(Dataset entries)
• • • • • • •
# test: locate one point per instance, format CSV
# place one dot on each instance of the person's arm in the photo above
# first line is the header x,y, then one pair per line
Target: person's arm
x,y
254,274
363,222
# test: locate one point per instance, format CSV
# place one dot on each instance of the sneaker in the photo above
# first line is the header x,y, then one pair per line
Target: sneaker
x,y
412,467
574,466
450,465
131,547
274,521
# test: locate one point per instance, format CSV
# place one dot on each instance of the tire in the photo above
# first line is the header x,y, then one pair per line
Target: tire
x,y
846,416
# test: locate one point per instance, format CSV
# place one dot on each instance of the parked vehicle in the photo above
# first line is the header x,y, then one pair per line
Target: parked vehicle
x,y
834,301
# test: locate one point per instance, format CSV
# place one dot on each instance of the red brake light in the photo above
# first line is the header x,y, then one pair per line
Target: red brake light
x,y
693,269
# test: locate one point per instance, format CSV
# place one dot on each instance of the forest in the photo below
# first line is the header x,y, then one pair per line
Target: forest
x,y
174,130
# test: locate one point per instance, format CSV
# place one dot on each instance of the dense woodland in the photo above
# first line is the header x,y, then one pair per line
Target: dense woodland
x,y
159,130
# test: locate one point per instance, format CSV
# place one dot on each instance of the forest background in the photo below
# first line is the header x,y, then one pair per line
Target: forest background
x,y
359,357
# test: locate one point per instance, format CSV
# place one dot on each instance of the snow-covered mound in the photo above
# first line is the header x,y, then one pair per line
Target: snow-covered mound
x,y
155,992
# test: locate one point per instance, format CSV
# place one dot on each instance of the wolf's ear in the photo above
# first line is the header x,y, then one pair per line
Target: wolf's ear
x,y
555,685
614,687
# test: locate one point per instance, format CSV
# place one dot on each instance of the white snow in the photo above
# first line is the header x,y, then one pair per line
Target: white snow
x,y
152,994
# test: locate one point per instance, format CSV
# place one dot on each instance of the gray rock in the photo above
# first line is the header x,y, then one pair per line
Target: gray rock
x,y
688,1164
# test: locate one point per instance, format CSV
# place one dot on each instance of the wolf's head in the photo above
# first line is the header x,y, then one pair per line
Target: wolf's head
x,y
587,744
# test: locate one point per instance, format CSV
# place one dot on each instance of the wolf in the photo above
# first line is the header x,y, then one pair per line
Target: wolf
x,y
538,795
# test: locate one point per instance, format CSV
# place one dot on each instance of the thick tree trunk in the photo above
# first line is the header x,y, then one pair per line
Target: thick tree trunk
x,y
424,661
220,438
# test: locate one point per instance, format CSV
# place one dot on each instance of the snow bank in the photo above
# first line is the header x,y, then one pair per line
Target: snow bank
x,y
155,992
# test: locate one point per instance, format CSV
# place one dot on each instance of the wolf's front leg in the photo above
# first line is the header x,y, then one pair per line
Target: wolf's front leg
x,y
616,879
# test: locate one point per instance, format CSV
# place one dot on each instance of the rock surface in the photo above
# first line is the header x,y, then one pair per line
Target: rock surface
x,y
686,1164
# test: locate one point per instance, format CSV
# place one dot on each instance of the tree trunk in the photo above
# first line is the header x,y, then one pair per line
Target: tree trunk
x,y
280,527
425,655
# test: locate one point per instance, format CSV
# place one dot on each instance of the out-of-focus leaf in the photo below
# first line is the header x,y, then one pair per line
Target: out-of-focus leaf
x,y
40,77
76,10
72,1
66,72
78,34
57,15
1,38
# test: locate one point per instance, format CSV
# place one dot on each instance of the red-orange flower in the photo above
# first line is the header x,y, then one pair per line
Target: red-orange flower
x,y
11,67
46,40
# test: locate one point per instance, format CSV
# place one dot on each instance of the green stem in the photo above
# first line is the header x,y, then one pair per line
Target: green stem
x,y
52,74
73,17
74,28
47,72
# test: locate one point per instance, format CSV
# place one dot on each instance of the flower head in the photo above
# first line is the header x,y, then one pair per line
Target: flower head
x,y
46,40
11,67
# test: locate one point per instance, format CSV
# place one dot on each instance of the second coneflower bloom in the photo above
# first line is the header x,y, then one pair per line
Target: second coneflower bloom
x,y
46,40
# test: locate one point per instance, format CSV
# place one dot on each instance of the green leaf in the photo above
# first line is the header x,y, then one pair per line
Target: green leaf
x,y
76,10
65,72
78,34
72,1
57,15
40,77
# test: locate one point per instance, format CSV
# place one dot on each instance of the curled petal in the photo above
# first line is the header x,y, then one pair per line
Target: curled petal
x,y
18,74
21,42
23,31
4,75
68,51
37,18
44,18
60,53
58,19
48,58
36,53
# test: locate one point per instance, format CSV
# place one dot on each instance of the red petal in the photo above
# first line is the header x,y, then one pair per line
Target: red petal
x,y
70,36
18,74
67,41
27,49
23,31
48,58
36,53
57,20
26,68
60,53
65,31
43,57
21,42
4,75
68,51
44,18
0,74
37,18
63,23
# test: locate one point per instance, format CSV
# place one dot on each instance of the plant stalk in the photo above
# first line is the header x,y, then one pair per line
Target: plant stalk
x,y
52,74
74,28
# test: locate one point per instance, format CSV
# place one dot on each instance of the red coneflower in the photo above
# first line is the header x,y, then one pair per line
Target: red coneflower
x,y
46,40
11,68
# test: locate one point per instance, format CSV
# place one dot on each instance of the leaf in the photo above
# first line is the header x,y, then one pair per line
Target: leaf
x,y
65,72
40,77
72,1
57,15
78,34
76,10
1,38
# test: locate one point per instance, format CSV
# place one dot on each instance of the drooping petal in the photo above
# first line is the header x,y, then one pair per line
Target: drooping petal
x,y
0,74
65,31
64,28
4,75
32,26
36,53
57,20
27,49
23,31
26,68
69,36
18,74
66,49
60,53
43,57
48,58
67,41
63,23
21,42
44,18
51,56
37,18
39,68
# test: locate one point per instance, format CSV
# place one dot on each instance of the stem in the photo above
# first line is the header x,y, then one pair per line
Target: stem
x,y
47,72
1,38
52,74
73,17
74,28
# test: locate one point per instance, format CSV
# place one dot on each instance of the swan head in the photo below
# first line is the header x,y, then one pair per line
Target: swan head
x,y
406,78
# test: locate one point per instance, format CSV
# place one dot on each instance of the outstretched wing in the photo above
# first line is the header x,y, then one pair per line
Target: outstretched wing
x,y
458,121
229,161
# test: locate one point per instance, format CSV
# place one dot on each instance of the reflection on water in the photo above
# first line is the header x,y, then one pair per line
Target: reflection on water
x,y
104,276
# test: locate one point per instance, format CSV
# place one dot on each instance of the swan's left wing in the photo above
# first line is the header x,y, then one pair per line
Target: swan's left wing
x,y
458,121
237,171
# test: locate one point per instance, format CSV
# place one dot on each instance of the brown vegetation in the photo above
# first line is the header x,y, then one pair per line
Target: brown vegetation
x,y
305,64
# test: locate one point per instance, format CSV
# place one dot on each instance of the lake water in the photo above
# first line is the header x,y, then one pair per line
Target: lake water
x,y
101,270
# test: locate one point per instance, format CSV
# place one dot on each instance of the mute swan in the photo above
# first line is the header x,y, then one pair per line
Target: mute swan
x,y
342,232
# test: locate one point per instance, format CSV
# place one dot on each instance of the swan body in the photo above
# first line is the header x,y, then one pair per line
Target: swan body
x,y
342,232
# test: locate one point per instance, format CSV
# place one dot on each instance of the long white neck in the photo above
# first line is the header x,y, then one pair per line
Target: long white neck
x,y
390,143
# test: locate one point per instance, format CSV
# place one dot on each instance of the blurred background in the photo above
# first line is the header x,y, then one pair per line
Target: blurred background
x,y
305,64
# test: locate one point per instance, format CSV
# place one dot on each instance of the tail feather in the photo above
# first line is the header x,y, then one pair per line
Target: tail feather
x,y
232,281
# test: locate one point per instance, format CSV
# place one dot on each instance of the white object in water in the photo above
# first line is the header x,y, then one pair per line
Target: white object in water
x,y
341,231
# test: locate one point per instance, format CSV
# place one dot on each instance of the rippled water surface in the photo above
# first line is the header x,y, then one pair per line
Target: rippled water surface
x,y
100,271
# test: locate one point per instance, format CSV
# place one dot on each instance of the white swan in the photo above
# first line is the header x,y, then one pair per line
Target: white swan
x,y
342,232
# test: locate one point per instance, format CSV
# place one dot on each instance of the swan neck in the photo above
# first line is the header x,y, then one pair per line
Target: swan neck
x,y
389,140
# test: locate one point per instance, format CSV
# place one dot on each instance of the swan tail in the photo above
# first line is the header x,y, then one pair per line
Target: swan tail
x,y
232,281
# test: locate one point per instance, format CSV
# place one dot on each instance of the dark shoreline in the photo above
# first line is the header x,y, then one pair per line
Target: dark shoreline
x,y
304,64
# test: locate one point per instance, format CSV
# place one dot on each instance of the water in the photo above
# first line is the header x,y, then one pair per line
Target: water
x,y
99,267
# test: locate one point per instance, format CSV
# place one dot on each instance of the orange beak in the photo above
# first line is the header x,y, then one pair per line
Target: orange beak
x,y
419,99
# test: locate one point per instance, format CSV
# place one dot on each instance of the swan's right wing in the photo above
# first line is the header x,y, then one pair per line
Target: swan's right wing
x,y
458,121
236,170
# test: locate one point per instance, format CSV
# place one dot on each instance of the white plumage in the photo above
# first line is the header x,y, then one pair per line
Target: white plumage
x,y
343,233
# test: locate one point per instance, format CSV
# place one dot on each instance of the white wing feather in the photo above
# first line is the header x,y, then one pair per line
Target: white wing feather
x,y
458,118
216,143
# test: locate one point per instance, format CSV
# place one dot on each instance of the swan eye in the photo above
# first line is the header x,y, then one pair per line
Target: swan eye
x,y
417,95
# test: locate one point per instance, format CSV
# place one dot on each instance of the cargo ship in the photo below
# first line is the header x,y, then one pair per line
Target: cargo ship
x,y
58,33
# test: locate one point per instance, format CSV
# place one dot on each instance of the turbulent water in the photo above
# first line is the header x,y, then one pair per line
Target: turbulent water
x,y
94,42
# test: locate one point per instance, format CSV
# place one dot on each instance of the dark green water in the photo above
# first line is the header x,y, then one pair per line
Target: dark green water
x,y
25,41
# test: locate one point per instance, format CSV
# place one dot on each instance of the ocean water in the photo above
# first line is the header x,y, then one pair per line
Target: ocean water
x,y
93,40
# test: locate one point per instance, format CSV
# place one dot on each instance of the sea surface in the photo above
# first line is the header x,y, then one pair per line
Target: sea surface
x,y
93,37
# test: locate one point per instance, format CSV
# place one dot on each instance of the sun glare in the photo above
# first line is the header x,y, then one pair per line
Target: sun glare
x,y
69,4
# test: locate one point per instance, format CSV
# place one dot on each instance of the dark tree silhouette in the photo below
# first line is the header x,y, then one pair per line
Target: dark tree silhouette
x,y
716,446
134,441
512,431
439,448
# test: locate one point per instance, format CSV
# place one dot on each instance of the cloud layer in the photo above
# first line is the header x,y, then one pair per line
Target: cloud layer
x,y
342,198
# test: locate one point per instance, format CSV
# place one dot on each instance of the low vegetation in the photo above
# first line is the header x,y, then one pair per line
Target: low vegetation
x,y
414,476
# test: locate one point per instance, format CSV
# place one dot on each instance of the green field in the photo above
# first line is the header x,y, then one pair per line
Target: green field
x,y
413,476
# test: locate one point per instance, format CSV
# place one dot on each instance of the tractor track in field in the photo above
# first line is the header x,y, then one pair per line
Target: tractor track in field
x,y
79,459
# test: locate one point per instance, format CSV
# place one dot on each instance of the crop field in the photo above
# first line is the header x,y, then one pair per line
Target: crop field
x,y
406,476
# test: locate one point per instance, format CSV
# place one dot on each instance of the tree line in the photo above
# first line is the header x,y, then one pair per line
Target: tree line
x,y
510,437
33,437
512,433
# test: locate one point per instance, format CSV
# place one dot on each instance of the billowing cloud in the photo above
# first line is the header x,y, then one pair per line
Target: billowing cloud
• • • • • • •
* What is needed: Please list every line of the entries above that contains the word "green", copying each line in full. Case counts.

* Response below:
# place one dot on each instance of the green stem in the photo above
Target: green stem
# place one dot on each instance of the green leaf in the photo above
Target: green leaf
# place one dot on each instance of the dark green water in the photo above
Target: dark green water
# place one dot on each instance of the green field in the photo above
Target: green field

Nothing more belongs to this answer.